[DATA FOR REVIEW]

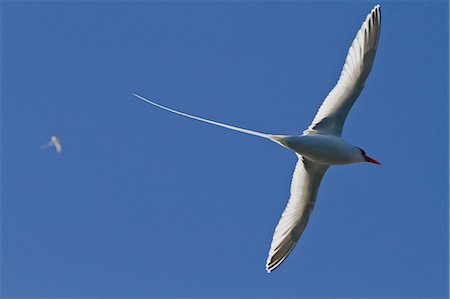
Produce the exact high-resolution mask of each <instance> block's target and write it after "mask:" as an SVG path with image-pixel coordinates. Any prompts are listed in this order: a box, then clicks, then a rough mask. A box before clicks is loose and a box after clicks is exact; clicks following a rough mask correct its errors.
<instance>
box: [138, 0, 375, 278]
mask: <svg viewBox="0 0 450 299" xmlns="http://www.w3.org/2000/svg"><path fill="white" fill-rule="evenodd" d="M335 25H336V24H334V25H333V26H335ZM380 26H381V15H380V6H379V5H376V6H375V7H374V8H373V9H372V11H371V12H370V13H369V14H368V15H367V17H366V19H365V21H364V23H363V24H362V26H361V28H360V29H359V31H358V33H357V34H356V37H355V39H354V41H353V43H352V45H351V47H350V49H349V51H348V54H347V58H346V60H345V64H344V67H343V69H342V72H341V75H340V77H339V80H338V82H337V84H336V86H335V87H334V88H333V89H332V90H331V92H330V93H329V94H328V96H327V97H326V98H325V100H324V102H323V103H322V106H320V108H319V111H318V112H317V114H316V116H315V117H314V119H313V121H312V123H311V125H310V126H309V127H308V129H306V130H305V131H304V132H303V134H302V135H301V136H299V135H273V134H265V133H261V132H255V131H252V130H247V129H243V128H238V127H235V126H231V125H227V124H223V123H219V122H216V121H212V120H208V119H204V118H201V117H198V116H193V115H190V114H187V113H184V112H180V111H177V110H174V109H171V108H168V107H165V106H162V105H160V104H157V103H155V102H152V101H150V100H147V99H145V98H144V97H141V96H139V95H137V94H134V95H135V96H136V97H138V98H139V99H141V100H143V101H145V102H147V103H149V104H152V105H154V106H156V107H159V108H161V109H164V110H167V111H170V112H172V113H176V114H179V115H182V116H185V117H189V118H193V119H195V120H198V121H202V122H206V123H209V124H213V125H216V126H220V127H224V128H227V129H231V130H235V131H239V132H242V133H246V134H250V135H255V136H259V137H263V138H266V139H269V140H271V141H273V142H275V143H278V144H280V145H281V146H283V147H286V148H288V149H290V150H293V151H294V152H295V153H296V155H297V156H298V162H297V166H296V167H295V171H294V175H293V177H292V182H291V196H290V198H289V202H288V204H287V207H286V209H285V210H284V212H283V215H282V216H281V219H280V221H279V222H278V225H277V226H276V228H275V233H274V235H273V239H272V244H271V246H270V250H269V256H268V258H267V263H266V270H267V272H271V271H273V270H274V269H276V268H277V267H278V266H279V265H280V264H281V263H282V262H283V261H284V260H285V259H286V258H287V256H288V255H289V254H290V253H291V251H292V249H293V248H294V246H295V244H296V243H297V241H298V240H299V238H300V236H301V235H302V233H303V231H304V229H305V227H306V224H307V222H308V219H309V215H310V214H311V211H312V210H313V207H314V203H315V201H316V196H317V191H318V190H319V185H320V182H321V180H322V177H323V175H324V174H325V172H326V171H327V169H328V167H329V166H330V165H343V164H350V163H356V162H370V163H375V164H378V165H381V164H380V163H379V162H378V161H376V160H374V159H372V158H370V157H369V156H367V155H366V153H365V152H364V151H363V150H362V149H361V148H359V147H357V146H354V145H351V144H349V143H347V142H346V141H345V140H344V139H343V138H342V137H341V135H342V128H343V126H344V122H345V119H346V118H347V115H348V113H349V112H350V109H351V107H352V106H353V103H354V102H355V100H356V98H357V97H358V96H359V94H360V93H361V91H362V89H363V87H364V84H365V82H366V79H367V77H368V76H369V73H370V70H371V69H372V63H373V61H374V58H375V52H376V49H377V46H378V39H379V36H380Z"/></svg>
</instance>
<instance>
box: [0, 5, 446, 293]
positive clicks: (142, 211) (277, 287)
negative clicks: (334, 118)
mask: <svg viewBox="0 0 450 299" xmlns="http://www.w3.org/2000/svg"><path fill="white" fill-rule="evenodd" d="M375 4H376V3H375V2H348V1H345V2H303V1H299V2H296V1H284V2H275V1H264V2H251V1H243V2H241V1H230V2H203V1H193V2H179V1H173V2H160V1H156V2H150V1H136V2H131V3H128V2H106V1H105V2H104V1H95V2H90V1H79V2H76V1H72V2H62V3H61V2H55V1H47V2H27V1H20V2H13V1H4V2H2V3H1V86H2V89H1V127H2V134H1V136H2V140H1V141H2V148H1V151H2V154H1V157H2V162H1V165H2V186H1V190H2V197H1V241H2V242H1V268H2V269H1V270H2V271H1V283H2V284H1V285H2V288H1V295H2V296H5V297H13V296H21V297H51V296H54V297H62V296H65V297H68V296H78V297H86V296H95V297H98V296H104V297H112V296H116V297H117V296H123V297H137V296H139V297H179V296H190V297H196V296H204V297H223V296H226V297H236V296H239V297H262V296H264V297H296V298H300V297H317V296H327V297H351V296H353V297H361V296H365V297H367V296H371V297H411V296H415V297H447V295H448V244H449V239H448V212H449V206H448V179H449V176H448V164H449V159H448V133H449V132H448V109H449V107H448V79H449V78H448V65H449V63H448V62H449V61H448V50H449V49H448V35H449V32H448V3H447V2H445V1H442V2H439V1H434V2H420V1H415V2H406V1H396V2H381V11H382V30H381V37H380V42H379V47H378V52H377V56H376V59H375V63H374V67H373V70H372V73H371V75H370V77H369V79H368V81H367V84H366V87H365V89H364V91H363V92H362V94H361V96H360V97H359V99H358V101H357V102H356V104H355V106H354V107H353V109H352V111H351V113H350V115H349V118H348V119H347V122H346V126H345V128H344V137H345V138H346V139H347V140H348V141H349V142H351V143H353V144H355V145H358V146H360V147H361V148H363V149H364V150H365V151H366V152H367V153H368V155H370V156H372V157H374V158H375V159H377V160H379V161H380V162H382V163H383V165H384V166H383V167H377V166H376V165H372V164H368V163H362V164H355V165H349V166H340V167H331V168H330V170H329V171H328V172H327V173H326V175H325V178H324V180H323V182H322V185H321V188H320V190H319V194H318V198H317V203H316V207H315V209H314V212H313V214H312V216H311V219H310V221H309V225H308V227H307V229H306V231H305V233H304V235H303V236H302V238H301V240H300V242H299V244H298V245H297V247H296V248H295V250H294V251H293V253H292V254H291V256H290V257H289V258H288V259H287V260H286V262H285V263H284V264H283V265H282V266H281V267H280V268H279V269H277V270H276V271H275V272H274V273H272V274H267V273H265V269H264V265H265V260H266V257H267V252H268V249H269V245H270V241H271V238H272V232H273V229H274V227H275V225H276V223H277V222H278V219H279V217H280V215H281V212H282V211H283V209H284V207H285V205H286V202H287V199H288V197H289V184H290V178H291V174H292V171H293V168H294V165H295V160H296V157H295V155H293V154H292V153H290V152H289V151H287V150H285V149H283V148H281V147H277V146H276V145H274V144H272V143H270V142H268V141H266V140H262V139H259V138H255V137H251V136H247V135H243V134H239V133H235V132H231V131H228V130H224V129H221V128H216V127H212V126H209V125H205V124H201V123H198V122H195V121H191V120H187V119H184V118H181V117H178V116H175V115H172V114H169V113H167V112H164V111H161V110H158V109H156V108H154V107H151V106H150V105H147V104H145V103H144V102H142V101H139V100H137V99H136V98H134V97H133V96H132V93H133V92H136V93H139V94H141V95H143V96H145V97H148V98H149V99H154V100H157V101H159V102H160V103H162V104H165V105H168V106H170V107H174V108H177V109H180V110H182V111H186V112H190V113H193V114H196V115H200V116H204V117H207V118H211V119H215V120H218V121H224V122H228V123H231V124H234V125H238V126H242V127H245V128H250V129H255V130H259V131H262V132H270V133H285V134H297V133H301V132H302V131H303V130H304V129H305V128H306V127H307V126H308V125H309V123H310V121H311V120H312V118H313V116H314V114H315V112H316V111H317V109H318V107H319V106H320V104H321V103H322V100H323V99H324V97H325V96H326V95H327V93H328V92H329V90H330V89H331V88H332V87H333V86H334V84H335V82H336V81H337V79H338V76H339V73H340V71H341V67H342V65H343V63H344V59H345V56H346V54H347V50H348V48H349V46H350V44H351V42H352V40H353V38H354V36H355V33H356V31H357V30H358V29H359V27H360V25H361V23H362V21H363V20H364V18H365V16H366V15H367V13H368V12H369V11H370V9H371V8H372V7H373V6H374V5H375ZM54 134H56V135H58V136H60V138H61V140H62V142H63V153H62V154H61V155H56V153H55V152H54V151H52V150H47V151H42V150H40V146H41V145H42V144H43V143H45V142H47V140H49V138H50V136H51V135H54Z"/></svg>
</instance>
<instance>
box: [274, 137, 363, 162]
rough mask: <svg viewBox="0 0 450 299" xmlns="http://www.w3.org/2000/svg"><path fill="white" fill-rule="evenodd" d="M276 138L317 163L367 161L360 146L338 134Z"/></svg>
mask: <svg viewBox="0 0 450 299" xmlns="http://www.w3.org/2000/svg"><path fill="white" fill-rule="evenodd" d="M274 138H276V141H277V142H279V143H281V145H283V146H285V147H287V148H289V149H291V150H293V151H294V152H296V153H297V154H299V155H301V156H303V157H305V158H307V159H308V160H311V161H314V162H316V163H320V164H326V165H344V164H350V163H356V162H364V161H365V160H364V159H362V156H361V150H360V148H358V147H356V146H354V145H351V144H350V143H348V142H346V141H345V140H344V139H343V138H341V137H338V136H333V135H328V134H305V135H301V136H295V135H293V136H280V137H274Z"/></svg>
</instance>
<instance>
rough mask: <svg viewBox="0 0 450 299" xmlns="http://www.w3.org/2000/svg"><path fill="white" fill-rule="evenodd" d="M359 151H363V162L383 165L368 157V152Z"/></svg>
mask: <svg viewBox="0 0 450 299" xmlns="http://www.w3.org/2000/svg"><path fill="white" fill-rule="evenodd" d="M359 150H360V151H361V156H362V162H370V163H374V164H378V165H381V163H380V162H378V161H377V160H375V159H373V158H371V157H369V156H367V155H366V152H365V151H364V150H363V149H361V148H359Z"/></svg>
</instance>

[/DATA FOR REVIEW]

## WHAT TO WORK ON
Please edit the lines starting at the first one and ending at the line that contains "box: [138, 0, 375, 278]", replacing "rough mask" with "coarse mask" and leaving everything else as it is. Return only those lines, without the pictures.

## WRITTEN RESPONSE
Produce the exact high-resolution mask of each <instance> block's target and write it after "mask:" as an SVG path with image-pixel coordinates. Any prompts are listed in this order: a box, then clicks, then a coarse mask. A box before clicks is loose and a box after clicks is exact; clicks following a coarse mask correct its errors.
<instance>
box: [138, 0, 375, 278]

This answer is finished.